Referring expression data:
>>

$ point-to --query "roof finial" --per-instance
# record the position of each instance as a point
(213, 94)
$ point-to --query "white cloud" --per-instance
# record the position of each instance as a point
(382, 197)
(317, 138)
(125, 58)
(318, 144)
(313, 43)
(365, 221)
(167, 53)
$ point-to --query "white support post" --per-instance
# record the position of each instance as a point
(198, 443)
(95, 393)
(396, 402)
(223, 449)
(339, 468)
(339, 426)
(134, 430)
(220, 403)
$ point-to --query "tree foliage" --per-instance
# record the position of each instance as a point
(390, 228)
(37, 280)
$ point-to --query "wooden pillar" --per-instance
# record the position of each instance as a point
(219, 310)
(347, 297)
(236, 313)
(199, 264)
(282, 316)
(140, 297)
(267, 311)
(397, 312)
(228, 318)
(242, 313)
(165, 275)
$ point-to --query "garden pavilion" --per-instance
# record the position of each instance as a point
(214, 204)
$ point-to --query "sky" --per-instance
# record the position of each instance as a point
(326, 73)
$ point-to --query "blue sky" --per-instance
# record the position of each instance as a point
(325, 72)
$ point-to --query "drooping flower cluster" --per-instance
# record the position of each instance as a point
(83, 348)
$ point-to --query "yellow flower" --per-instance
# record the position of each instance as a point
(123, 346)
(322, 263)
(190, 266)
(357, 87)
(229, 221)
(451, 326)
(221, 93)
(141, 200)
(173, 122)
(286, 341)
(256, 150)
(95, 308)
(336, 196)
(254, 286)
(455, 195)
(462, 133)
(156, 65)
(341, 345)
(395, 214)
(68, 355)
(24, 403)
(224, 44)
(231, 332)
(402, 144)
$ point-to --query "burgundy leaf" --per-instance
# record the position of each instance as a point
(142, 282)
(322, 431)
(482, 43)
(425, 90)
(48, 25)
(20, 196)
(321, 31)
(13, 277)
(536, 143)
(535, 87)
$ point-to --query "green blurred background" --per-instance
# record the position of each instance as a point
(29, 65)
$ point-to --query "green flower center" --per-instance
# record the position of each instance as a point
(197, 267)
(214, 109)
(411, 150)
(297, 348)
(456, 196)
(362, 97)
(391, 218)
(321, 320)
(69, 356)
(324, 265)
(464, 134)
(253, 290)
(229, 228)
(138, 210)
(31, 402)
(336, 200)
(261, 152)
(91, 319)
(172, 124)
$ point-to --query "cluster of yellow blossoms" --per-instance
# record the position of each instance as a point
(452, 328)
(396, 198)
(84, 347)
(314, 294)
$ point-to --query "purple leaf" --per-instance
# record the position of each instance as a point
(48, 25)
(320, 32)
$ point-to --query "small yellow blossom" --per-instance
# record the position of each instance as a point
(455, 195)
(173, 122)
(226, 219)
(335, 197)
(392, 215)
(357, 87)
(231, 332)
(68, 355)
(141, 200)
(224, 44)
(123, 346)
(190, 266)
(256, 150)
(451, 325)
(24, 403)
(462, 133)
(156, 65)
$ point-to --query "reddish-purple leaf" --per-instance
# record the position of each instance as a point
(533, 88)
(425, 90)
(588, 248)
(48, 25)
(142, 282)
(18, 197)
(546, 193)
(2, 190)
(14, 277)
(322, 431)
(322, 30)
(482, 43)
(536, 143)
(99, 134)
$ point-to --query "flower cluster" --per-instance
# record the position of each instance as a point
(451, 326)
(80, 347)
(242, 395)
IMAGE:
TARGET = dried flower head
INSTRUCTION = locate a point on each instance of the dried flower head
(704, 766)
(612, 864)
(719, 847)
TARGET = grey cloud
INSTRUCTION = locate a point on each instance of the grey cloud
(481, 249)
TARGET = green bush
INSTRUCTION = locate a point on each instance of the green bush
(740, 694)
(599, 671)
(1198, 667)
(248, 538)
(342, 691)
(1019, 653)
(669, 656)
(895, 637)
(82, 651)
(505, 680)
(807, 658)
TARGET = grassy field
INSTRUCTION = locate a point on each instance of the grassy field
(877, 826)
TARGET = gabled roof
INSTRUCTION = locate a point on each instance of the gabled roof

<<

The answer must be every line from the records above that contains the word "leaf", copied in full.

$ point-to --query "burgundy leaf" --per-instance
$ point-to --query "purple leaf" --per-instance
$ point-to --query "reddish-purple leaf" --per-instance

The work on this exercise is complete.